(Object location annotation data)
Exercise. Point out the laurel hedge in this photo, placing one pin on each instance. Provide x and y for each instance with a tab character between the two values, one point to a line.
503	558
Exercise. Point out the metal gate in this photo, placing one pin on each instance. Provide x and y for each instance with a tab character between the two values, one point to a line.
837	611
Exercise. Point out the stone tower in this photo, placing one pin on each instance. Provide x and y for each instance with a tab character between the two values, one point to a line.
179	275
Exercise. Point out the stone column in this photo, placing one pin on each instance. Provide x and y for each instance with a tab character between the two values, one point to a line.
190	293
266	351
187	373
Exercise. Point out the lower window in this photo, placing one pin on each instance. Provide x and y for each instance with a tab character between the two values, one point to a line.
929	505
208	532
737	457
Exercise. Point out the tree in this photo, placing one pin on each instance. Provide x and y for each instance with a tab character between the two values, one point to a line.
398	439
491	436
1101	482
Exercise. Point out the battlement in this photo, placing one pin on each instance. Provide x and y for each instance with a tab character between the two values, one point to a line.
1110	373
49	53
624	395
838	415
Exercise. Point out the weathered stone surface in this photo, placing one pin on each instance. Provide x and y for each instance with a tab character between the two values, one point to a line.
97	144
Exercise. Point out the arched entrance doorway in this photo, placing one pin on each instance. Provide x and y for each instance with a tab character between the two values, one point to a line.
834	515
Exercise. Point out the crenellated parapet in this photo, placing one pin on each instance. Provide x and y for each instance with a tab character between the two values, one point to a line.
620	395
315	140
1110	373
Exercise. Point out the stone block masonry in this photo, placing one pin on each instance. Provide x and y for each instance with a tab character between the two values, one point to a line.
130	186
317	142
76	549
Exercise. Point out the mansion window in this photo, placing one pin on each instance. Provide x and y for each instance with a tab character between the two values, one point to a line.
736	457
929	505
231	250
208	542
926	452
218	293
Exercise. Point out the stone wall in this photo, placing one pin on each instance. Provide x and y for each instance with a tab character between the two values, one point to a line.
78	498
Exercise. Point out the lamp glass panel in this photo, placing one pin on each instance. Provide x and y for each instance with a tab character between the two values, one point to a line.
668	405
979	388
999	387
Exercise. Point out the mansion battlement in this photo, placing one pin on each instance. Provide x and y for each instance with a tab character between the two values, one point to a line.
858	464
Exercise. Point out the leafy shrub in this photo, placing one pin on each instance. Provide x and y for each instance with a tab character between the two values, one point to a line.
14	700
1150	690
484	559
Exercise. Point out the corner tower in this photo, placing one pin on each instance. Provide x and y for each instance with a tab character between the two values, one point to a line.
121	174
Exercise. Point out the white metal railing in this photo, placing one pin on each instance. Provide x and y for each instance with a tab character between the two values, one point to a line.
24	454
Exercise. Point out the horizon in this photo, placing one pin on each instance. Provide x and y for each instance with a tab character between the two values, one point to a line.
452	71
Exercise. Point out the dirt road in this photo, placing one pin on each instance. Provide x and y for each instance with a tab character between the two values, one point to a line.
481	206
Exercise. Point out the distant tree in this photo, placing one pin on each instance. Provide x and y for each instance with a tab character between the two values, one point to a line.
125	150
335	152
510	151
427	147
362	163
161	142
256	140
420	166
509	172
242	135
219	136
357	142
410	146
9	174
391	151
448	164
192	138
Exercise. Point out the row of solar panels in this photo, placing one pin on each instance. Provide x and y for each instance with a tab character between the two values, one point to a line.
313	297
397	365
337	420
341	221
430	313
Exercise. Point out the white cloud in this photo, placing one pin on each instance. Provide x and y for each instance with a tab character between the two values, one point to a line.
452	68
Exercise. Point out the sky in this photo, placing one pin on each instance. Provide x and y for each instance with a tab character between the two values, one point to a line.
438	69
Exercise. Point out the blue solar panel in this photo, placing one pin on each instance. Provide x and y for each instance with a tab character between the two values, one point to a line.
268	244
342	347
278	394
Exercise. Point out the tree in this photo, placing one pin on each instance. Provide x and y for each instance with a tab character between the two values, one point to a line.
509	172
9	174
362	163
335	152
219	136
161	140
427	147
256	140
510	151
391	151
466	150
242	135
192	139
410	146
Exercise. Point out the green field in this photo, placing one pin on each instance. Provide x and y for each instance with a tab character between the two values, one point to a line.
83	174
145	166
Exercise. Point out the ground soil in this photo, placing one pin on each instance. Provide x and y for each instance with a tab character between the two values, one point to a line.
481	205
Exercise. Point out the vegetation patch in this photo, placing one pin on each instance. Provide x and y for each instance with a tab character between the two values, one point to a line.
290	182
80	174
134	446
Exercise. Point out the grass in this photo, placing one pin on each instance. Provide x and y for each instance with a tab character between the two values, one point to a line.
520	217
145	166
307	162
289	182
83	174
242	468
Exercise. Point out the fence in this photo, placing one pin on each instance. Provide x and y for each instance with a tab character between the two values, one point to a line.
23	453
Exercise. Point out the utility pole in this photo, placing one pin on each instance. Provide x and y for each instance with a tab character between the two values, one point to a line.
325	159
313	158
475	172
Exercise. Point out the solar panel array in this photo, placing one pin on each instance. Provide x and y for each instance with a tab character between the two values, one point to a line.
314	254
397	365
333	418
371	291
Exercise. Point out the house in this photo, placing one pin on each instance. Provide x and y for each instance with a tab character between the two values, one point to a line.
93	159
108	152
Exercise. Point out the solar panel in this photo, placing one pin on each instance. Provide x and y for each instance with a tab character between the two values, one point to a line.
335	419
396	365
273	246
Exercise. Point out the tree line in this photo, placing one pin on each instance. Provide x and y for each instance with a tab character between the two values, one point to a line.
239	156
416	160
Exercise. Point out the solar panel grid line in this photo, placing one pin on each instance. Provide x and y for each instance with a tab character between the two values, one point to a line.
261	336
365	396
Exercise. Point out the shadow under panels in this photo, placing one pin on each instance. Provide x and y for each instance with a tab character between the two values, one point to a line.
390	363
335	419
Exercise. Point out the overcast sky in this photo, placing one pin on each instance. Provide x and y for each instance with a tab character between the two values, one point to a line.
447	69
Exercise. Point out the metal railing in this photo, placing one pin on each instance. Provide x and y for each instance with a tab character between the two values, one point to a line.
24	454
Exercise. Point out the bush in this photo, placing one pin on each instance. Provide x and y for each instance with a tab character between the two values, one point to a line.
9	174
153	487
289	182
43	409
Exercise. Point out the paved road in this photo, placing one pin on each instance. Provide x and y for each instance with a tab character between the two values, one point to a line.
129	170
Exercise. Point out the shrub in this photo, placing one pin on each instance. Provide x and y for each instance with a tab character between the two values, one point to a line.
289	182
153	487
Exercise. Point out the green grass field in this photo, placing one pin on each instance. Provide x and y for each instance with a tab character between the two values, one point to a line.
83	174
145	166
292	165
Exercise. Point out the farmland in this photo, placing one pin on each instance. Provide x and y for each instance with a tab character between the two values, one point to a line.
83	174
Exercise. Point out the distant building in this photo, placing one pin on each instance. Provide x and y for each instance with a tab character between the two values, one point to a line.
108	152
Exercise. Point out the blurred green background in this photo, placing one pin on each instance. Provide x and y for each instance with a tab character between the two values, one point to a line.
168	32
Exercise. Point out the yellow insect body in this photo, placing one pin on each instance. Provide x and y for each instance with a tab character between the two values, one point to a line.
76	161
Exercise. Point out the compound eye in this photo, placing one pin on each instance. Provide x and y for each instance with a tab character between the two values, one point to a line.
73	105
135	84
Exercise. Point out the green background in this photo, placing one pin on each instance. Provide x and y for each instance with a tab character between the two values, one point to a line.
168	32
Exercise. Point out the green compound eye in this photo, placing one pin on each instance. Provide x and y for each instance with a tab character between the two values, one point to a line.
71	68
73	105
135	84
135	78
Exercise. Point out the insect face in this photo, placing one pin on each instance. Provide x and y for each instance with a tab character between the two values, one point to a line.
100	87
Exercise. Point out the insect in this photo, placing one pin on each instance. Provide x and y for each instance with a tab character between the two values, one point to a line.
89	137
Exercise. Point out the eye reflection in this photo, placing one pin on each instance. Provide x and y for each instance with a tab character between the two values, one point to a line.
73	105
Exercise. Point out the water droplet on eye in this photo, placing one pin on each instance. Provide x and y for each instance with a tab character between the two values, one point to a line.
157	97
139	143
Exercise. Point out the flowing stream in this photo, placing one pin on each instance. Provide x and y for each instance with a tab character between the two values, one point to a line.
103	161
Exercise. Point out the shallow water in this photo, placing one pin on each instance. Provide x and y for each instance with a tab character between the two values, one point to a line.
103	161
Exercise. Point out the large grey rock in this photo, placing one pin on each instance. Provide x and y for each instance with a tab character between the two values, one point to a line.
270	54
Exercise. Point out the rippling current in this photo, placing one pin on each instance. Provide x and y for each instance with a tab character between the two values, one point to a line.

**Task**
Repeat exactly the lines above, starting with the line that contains "Exercise. Point out the green background" and ending with the last line, both included, and nothing else.

**Solution to this problem**
Exercise. Point out the green background in this photo, placing one pin on each instance. Provide x and y for each instance with a tab character between the two values, one point to a line.
168	32
Exercise. Point out the green compound eye in this photo, placing one pin on each instance. Provide x and y for each instance with a tab character between the two values, one point to a line.
71	68
73	105
135	84
135	78
Exercise. Point out the insect face in this photo, placing one pin on each instance. Provide x and y for each instance with a tab character between the two values, one point to a line.
100	87
Exercise. Point out the insect in this photo, placing one pin on each instance. Provide x and y for each instance with a tab character between the two values, one point to a line.
89	137
Exercise. Point out the eye reflection in this photo, placing one pin on each instance. Provide x and y for each instance with a tab character between the two values, one point to a line.
73	105
Exercise. Point out the water droplet on eye in this photo, placing one pin on each instance. Provide x and y for each instance with a tab character between the two values, one point to a line.
157	97
139	143
Exercise. Point out the flowing stream in this photo, placing one pin on each instance. Provide x and y for each instance with a tab character between the two values, one point to a line.
103	161
Exercise. Point out the shallow water in this photo, placing one pin on each instance. Provide x and y for each instance with a tab character between the two values, one point to a line.
103	161
Exercise. Point out the large grey rock in this photo, placing one pin on each instance. Provide x and y for each instance with a tab character between the two values, one point to a line.
270	54
Exercise. Point out the rippling current in this photo, placing one pin on each instance. Provide x and y for each instance with a tab character between the two values, one point to a line.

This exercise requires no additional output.